──────── DOCUMENT TEXT ────────

A Menu Of Mixed Latin Delights Speaks Volumes For Gitano

JAMES GOLDSMITH

March 28, 2003
Copyright © 2003
Seattle Post-Intelligencer. All rights reserved. 

Penelope Cruz sits on the stool next to me in the dark, sexy little bar of my new favorite hideaway, Madison Valley's Gitano (hee- tah-no). I order us Latin icebreakers - a rum-fired mojito, or caipirinha fueled by cachaca (kah-shah-sa), a Brazilian liquor distilled from sugar cane - or a Maricucas Sidecar or a blood- orange-tinted Gitano. We nibble novel chips: addictive, house-made daily from plantain, malanga and yucca, dipping them in a mango- tomato salsa that's all fruit, no fire (darn).

We share our first heavenly bocadito (small bite) - Vieyras Peruanas: divers scallops seared, then sauteed with tamarind butter, cachaca and Spanish chorizo and caramelized onions ($8). Then another arrives: Puerto Rican favorite pasteles combining masa and pork with raisins, figs and a tomato mojo sauce ($5). In that heart- melting little voice of hers, Cruz coos: "Oh, James, this is perfect. I feel so at home here ... with you."

──────── RECORDED INFORMATION ────────

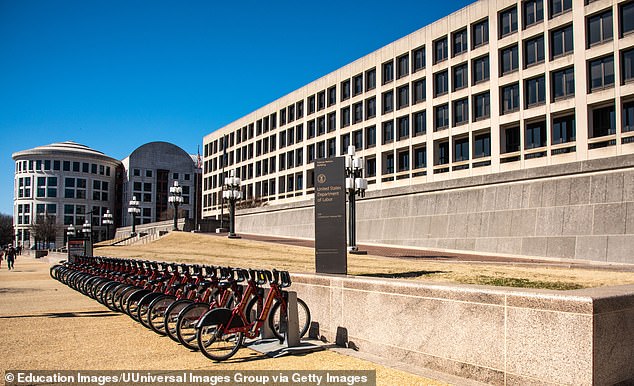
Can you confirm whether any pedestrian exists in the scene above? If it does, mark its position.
[6,246,15,271]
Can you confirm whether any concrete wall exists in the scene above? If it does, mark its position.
[292,274,634,385]
[237,156,634,263]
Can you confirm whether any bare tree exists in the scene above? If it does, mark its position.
[29,213,57,249]
[0,213,14,246]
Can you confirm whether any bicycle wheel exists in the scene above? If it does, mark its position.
[163,299,194,342]
[196,324,244,361]
[147,295,176,335]
[268,298,310,341]
[176,303,209,350]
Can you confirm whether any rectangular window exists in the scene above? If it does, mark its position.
[451,28,469,56]
[524,36,544,68]
[622,101,634,133]
[338,106,350,127]
[473,133,491,158]
[452,63,469,91]
[453,98,469,127]
[434,36,449,64]
[550,25,574,58]
[365,68,376,92]
[621,48,634,84]
[412,78,427,105]
[619,1,634,37]
[434,70,449,96]
[501,83,520,114]
[382,121,394,145]
[471,19,489,49]
[412,110,427,136]
[365,126,376,149]
[341,79,350,101]
[352,74,363,96]
[453,137,469,162]
[398,150,409,172]
[327,111,338,133]
[525,75,546,107]
[500,44,519,75]
[414,147,427,169]
[317,91,326,111]
[589,104,616,138]
[352,102,363,123]
[365,97,376,119]
[587,10,612,47]
[382,60,394,84]
[501,126,520,154]
[552,67,575,100]
[473,91,491,121]
[383,91,394,114]
[589,55,614,91]
[396,85,409,110]
[524,121,546,150]
[434,104,449,131]
[524,0,544,28]
[548,0,572,18]
[500,6,517,38]
[328,86,337,107]
[412,46,425,72]
[397,115,409,141]
[396,54,409,79]
[472,55,490,85]
[552,114,576,145]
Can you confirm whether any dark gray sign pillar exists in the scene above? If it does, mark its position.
[315,157,348,275]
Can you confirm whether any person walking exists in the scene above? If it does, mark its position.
[6,246,15,271]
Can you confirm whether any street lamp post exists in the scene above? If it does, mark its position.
[101,209,114,240]
[167,181,183,231]
[346,145,368,255]
[222,170,242,239]
[128,196,141,237]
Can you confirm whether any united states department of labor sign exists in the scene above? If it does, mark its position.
[315,157,348,275]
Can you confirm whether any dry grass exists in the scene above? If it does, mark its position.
[95,232,634,289]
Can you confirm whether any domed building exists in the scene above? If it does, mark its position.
[12,141,122,248]
[121,142,200,226]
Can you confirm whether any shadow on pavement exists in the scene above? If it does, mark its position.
[0,311,121,319]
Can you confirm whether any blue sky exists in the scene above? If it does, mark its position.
[0,0,472,214]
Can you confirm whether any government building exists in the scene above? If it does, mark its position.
[13,141,200,248]
[202,0,634,263]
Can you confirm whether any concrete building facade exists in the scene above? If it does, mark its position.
[121,142,199,226]
[13,141,200,248]
[13,141,121,248]
[203,0,634,262]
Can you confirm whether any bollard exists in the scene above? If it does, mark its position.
[284,291,299,347]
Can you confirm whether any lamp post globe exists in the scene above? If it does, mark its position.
[128,196,141,237]
[222,170,242,239]
[345,145,368,255]
[167,181,183,231]
[101,209,114,240]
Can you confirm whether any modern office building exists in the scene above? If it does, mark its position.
[203,0,634,262]
[13,141,121,248]
[13,141,200,248]
[121,142,199,226]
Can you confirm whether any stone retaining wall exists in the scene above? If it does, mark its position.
[236,156,634,264]
[292,274,634,385]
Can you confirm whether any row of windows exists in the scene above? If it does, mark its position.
[15,160,110,176]
[132,168,191,181]
[204,0,634,161]
[204,100,634,199]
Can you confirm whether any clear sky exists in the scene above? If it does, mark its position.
[0,0,472,214]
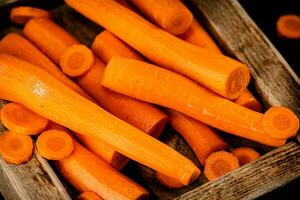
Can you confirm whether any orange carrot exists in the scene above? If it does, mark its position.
[263,106,299,139]
[91,30,143,63]
[36,129,74,160]
[129,0,193,35]
[276,14,300,39]
[0,131,33,165]
[204,151,239,181]
[0,54,200,185]
[231,147,260,166]
[60,44,94,77]
[1,103,48,135]
[101,57,285,146]
[0,33,91,100]
[10,6,51,25]
[65,0,250,99]
[55,140,148,199]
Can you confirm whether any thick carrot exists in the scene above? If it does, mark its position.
[101,57,285,146]
[65,0,250,99]
[36,129,74,160]
[1,103,48,135]
[10,6,52,25]
[0,54,200,184]
[55,140,148,199]
[276,14,300,39]
[0,131,34,165]
[204,151,240,181]
[0,33,91,99]
[231,147,260,166]
[60,44,94,77]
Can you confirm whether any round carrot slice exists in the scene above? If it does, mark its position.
[263,106,299,139]
[1,103,49,135]
[60,44,94,77]
[36,129,74,160]
[0,131,34,165]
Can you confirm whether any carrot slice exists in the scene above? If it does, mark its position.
[0,131,34,165]
[204,151,240,181]
[1,103,48,135]
[60,44,94,77]
[10,6,52,25]
[263,106,299,139]
[36,129,74,160]
[276,14,300,39]
[231,147,260,166]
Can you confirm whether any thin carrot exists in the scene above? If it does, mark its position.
[276,14,300,39]
[204,151,240,181]
[0,131,34,165]
[65,0,250,99]
[263,106,299,139]
[101,57,285,146]
[231,147,260,166]
[10,6,52,25]
[0,54,200,184]
[60,44,94,77]
[55,140,148,199]
[1,103,48,135]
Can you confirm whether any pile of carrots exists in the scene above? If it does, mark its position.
[0,0,299,199]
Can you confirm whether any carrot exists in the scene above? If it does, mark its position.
[0,54,200,185]
[276,14,300,39]
[129,0,193,35]
[23,19,167,137]
[231,147,260,166]
[55,140,148,199]
[36,129,74,160]
[204,151,240,181]
[91,30,143,63]
[1,103,48,135]
[0,131,33,165]
[10,6,52,25]
[263,106,299,139]
[0,33,92,100]
[60,44,94,77]
[65,0,250,99]
[101,57,285,146]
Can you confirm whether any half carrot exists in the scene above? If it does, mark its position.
[231,147,260,166]
[0,131,34,165]
[10,6,51,25]
[1,103,48,135]
[204,151,240,181]
[101,57,285,146]
[65,0,250,99]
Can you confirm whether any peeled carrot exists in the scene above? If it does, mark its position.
[65,0,250,99]
[101,57,285,146]
[1,103,48,135]
[60,44,94,77]
[231,147,260,166]
[204,151,240,181]
[36,129,74,160]
[0,54,200,185]
[0,131,34,165]
[276,14,300,39]
[10,6,51,25]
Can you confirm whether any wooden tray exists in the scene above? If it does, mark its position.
[0,0,300,200]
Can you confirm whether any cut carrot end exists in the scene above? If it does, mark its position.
[60,44,94,77]
[1,103,48,135]
[204,151,239,181]
[263,106,299,139]
[276,15,300,39]
[231,147,260,166]
[0,131,34,165]
[36,129,74,160]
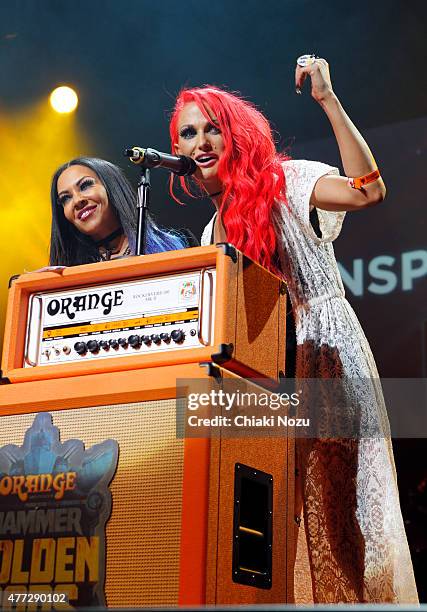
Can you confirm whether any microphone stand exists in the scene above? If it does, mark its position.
[135,164,151,255]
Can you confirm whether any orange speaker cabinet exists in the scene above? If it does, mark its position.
[0,364,294,607]
[2,245,286,383]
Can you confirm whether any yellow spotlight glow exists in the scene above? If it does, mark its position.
[50,86,79,113]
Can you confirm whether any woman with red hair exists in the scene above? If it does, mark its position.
[170,56,418,603]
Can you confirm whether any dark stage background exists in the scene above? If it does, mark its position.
[0,0,427,601]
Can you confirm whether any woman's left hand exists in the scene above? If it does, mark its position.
[295,57,334,102]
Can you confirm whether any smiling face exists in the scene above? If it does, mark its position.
[175,102,225,193]
[57,165,120,241]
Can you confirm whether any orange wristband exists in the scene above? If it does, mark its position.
[348,168,381,189]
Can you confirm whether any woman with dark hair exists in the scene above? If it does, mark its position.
[170,56,418,603]
[50,157,189,266]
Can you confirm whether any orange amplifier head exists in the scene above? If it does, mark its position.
[2,244,286,382]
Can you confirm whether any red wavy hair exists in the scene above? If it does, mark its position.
[170,85,289,275]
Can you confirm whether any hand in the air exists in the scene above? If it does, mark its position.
[295,57,334,102]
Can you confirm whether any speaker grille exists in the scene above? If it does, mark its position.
[0,399,184,607]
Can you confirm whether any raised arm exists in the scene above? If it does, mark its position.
[295,58,386,211]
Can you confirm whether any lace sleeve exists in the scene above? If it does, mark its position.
[283,159,345,244]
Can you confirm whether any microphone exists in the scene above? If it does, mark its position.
[124,147,197,176]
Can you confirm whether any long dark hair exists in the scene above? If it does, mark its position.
[49,157,188,266]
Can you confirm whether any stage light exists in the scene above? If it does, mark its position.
[50,86,79,113]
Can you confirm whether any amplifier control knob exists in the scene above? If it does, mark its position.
[171,329,185,344]
[74,342,87,355]
[128,334,141,348]
[87,340,99,353]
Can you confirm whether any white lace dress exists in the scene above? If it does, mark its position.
[201,160,418,603]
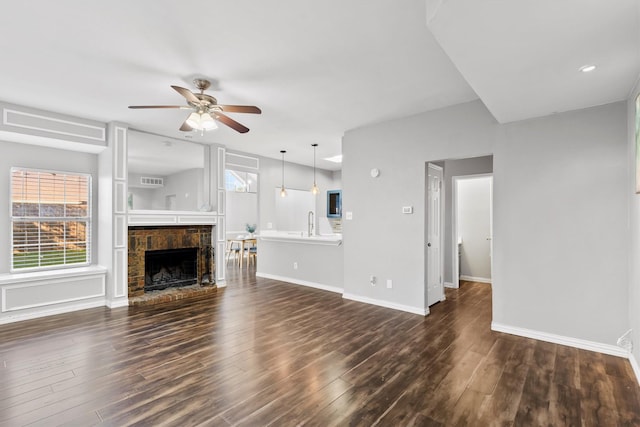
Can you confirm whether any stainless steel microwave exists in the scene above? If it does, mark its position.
[327,190,342,218]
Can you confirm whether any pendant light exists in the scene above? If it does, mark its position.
[280,150,287,197]
[311,144,320,195]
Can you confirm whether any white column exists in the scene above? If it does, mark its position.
[98,123,128,308]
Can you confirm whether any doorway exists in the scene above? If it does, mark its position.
[426,163,444,307]
[451,174,493,287]
[424,155,493,307]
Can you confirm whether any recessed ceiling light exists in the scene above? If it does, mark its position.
[325,154,342,163]
[579,64,596,73]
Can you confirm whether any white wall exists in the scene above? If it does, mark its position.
[152,168,204,211]
[457,177,491,281]
[226,192,259,233]
[342,101,628,345]
[342,102,499,312]
[626,76,640,382]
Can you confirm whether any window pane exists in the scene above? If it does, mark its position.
[13,221,40,249]
[40,244,64,266]
[11,169,91,269]
[65,221,87,244]
[13,246,40,268]
[66,245,89,264]
[40,221,64,245]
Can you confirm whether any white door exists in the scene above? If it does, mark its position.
[427,163,444,306]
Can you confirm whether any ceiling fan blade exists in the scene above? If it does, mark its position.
[180,120,193,132]
[129,105,186,109]
[215,112,249,133]
[218,104,262,114]
[171,86,200,104]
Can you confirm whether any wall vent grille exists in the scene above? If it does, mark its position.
[140,176,164,187]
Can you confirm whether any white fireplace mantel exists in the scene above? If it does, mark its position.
[127,210,218,226]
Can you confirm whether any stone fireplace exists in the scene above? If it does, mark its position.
[128,225,215,298]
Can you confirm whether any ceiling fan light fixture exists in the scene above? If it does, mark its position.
[200,113,218,130]
[187,111,200,130]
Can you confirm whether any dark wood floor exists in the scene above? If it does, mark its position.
[0,272,640,426]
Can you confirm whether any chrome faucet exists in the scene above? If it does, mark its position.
[307,211,314,237]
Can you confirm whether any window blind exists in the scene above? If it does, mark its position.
[11,168,91,269]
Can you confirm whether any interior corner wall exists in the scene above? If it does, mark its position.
[627,76,640,372]
[342,101,628,345]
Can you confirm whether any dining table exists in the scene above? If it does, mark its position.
[227,234,258,268]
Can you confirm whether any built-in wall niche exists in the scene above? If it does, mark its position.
[127,130,211,211]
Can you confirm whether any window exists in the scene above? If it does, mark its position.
[224,169,258,193]
[11,168,91,270]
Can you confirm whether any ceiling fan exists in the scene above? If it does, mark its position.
[129,79,262,133]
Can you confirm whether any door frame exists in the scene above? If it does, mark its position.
[424,162,446,313]
[451,173,493,289]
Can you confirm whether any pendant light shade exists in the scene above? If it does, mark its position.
[280,150,287,197]
[311,144,320,195]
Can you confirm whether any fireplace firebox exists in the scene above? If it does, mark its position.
[127,225,215,298]
[144,248,198,292]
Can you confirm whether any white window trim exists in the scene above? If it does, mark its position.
[9,167,93,273]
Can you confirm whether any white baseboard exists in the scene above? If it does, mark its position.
[460,275,491,283]
[629,353,640,385]
[256,271,343,294]
[342,294,429,316]
[104,298,129,309]
[0,300,106,325]
[491,322,638,360]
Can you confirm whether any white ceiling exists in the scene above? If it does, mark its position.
[0,0,640,169]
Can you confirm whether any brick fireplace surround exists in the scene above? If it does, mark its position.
[128,225,215,302]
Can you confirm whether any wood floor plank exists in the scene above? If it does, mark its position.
[0,276,640,427]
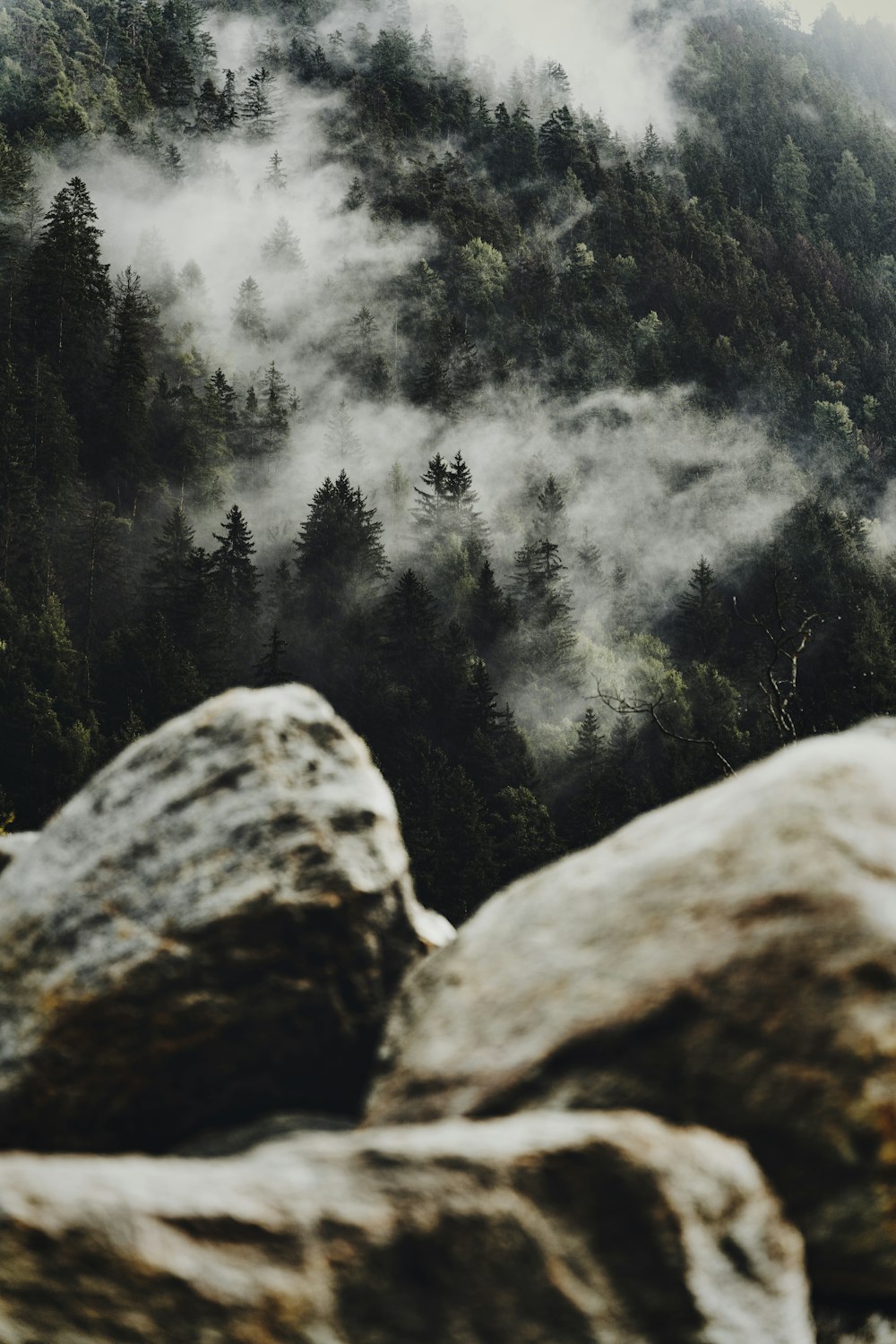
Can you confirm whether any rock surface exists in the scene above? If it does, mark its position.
[0,1115,814,1344]
[369,720,896,1297]
[0,685,452,1152]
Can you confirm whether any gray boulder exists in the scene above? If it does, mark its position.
[368,720,896,1297]
[0,685,452,1152]
[0,1115,814,1344]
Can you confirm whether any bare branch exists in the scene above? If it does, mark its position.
[587,685,735,776]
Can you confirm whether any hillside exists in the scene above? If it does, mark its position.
[0,0,896,921]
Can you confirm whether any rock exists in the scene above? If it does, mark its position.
[0,1113,814,1344]
[0,685,452,1152]
[368,720,896,1297]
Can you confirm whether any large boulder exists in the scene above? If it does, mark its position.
[368,720,896,1297]
[0,685,452,1150]
[0,1115,814,1344]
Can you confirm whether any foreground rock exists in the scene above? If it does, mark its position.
[0,687,450,1150]
[369,720,896,1297]
[0,1115,814,1344]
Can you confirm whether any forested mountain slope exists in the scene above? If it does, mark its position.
[0,0,896,919]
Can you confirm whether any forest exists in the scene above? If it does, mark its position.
[0,0,896,922]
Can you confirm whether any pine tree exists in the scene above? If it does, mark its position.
[259,360,291,454]
[28,177,111,413]
[294,470,388,620]
[323,400,366,465]
[560,709,607,849]
[383,570,438,693]
[513,538,576,682]
[264,150,286,191]
[146,505,210,655]
[254,625,286,685]
[262,215,305,271]
[535,476,568,543]
[675,556,729,660]
[466,561,516,653]
[232,276,267,346]
[239,66,277,140]
[208,504,259,679]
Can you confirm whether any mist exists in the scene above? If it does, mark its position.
[31,0,822,747]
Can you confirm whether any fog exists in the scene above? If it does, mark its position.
[37,0,822,722]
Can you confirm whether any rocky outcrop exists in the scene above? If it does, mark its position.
[369,723,896,1296]
[0,687,452,1152]
[0,1113,814,1344]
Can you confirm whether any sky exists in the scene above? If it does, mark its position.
[793,0,896,29]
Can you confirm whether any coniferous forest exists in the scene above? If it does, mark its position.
[0,0,896,921]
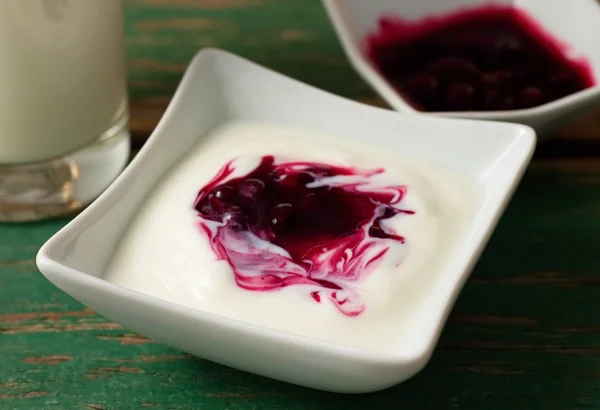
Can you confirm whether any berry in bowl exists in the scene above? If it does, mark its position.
[37,49,535,393]
[323,0,600,134]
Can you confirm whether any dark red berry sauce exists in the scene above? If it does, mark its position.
[367,5,594,112]
[194,156,414,316]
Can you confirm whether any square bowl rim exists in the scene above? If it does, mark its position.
[36,47,536,366]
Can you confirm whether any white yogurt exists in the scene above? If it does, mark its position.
[0,0,126,164]
[104,123,476,351]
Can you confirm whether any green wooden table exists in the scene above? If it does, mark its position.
[0,0,600,410]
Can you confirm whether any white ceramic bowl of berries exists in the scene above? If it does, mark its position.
[323,0,600,137]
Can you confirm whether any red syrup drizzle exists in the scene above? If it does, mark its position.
[366,4,595,112]
[194,156,414,316]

────────

→ **EXERCISE REQUIREMENTS**:
1. In the Gitano review, reproduce the passage from "Penelope Cruz sits" to "no fire (darn)." word for word.
2. List every drink the Gitano review names among the Latin icebreakers ordered at the bar.

→ **OUTPUTS**:
1.
Penelope Cruz sits on the stool next to me in the dark, sexy little bar of my new favorite hideaway, Madison Valley's Gitano (hee- tah-no). I order us Latin icebreakers - a rum-fired mojito, or caipirinha fueled by cachaca (kah-shah-sa), a Brazilian liquor distilled from sugar cane - or a Maricucas Sidecar or a blood- orange-tinted Gitano. We nibble novel chips: addictive, house-made daily from plantain, malanga and yucca, dipping them in a mango- tomato salsa that's all fruit, no fire (darn).

2.
- Mojito
- Caipirinha
- Maricucas Sidecar
- Gitano